Study text:

•••••

METALLIAN: Antonio, thank you for speaking with Metallian. How about beginning by telling the readers which band's album is playing on your stereo right now?
DE YTA: Thank you very much for the interest! Right now I am listening to the new Bloodbath - Resurrection Through Carnage - and let me tell you that it kicks ass. It has been a long time since I heard such good death metal. I have been very interested in this project since the release of the single and now I am very satisfied with the full-length. I think all the musicians in that band are very talented and have always given something new to the metal scene. The interesting thing is that right now all of them play in a very different direction from when they started out and it's great to see that they can still do something very heavy. It reminds me a lot of Edge of Sanity, Dismember, Entombed or even Obituary. I would recommend this album to all fans who are into death metal, old or new.

METALLIAN: Is Bloodbath influencing you?
DE YTA: Well, since this band is a new one, it hasn't been a great influence, but the bands of the respective musicians that play in it have been a great influence - starting with Mike Akerfeld from Opeth whose band has inspired us a lot. This is one of the bands that started mixing many different tempos and changing from acoustic to heavy parts and if you listen to our first release there is much like that on the album. Their newer works are simply amazing too. Some people have told us that Necrosphere sounds similar to Opeth in many parts. I am not really sure, but it doesn't bother me to be compared with them. Actually we met those guys in Milwaukee and forged a good friendship with them.
Then there is Dan Swano who is a person I admire a lot. All of his projects are great, as a producer, guitarist, drummer, etc. I mean he is a multi-talented person. I love his project Nightingale and obviously all the stuff he did in Edge Of Sanity. And what to say of the two guys from Katatonia? All these bands have influenced our music directly.

METALLIAN: Would you say that is where the band's musical mindset originates from?
DE YTA: When we started back in 1995, we didn't have a good idea what we wanted as far as sound. All of us liked different stuff and we just wanted to play metal. As with all bands we started covering song we liked, so there were some Iron Maiden songs, Metallica, Judas Priest, Megadeth, Sacred Reich, Slayer and many more. After some time and with a new drummer we decided to write our own songs. At that time we listened to doom bands such as Amorphis, Therion, Pyogenesis, Anathema and the Gothenburg bands such as At The Gates, In Flames and Dark Tranquillity.

•••••

Data section:
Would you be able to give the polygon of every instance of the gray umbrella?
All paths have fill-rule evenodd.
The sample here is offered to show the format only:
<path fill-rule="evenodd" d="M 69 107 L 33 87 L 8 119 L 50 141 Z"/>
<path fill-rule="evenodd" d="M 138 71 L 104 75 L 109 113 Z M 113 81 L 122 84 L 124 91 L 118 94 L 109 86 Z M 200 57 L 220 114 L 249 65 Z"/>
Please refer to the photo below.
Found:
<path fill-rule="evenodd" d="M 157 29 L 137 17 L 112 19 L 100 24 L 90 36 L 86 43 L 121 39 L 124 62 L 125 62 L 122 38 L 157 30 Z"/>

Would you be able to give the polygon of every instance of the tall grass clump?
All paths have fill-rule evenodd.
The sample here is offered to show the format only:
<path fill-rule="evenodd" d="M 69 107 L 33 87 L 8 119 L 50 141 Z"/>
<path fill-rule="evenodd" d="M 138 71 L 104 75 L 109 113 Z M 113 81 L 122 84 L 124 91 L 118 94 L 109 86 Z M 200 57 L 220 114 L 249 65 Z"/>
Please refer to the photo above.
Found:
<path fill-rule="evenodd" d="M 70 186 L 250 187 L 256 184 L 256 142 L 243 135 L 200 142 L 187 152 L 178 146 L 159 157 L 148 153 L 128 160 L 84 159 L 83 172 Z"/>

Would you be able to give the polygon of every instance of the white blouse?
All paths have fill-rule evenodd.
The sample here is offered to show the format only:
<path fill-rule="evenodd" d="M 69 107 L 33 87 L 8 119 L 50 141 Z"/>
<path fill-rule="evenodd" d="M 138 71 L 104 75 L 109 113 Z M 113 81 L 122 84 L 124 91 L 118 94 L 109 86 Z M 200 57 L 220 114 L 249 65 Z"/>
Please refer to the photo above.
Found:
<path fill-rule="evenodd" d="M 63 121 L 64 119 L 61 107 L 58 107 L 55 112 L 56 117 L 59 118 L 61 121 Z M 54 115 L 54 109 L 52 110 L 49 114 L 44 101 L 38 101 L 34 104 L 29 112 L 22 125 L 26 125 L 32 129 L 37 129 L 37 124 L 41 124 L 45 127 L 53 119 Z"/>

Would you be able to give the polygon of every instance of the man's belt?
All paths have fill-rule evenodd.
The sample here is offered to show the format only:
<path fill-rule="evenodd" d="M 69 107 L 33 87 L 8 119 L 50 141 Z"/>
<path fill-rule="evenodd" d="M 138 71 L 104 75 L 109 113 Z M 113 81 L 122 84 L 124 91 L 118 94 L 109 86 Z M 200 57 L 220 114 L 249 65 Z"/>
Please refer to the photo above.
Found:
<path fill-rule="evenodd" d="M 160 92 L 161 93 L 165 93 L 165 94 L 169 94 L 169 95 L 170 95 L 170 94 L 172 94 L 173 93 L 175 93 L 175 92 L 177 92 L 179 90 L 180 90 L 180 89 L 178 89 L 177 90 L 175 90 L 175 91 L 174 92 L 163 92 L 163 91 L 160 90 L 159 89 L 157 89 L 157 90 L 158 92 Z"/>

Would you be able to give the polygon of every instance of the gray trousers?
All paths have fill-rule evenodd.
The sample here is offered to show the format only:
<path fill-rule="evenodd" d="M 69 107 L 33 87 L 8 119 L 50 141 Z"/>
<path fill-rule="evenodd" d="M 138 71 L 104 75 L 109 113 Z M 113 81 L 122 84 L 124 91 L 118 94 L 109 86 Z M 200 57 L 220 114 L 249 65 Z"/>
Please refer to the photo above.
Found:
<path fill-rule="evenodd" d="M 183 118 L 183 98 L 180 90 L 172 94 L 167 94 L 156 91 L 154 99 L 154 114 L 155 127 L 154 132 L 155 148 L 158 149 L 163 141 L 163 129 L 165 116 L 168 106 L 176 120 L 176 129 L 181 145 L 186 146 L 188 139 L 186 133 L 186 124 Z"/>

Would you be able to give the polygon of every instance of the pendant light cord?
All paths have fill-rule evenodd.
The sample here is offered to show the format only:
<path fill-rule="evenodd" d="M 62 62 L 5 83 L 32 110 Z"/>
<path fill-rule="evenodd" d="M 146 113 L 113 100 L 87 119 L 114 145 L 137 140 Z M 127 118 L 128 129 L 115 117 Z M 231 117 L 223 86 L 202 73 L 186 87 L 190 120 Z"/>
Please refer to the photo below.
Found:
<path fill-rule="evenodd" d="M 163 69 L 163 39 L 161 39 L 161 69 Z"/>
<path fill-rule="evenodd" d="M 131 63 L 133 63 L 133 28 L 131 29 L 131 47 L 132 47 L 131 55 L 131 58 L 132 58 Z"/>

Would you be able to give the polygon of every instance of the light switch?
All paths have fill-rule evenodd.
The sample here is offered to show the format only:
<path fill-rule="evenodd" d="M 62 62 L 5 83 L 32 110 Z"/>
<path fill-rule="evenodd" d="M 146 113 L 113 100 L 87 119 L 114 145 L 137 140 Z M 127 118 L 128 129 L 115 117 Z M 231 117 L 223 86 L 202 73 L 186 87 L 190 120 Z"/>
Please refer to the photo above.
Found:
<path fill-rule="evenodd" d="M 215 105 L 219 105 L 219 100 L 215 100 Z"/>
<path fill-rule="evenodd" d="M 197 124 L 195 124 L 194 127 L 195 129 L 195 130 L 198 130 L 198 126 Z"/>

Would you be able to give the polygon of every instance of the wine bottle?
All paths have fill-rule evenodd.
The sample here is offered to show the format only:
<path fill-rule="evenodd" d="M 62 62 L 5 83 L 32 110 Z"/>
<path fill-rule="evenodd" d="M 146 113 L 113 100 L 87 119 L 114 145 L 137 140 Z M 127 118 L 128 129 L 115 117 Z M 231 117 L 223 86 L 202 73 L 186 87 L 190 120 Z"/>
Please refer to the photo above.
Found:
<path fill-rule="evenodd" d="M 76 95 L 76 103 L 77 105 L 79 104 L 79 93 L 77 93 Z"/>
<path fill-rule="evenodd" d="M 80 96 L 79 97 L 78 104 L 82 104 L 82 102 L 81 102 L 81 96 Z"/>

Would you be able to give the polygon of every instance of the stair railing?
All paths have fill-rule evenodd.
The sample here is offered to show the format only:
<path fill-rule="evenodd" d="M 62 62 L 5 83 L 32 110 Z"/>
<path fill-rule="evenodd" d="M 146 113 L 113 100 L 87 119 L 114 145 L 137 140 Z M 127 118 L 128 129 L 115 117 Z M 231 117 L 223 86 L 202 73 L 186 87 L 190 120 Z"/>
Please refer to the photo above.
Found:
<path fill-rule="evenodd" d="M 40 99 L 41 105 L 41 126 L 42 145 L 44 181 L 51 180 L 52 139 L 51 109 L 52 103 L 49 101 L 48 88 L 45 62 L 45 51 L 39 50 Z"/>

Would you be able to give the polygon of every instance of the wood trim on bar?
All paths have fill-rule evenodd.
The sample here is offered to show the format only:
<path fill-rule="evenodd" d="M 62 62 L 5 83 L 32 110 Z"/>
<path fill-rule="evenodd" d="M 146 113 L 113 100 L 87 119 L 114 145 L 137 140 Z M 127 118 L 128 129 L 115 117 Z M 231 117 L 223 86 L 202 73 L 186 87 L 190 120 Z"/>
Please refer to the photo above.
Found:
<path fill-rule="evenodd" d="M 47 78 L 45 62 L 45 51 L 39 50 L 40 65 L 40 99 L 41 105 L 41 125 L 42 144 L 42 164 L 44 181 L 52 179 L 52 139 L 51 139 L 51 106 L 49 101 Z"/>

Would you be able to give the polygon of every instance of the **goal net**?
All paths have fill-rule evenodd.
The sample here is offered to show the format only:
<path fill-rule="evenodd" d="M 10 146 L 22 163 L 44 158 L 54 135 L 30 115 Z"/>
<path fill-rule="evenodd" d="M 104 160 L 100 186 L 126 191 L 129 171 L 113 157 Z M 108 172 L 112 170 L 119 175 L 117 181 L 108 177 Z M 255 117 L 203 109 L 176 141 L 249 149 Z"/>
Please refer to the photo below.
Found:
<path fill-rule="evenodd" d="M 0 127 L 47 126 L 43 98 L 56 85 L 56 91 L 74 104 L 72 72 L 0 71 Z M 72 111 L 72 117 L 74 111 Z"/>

•••••

Study questions:
1 - Translate this sentence from the interview into Spanish: "It has been a long time since I heard such good death metal."
2 - Answer these questions using the interview.
(a) In what year did the band start?
(b) In which city did the band meet the members of Opeth?
(c) Which Dan Swano project does De Yta say he loves, other than Edge Of Sanity?
The rows have nothing to do with what is asked here.

Responses by item number:
1 - Hacía mucho tiempo que no escuchaba un death metal tan bueno.

2 -
(a) 1995
(b) Milwaukee
(c) Nightingale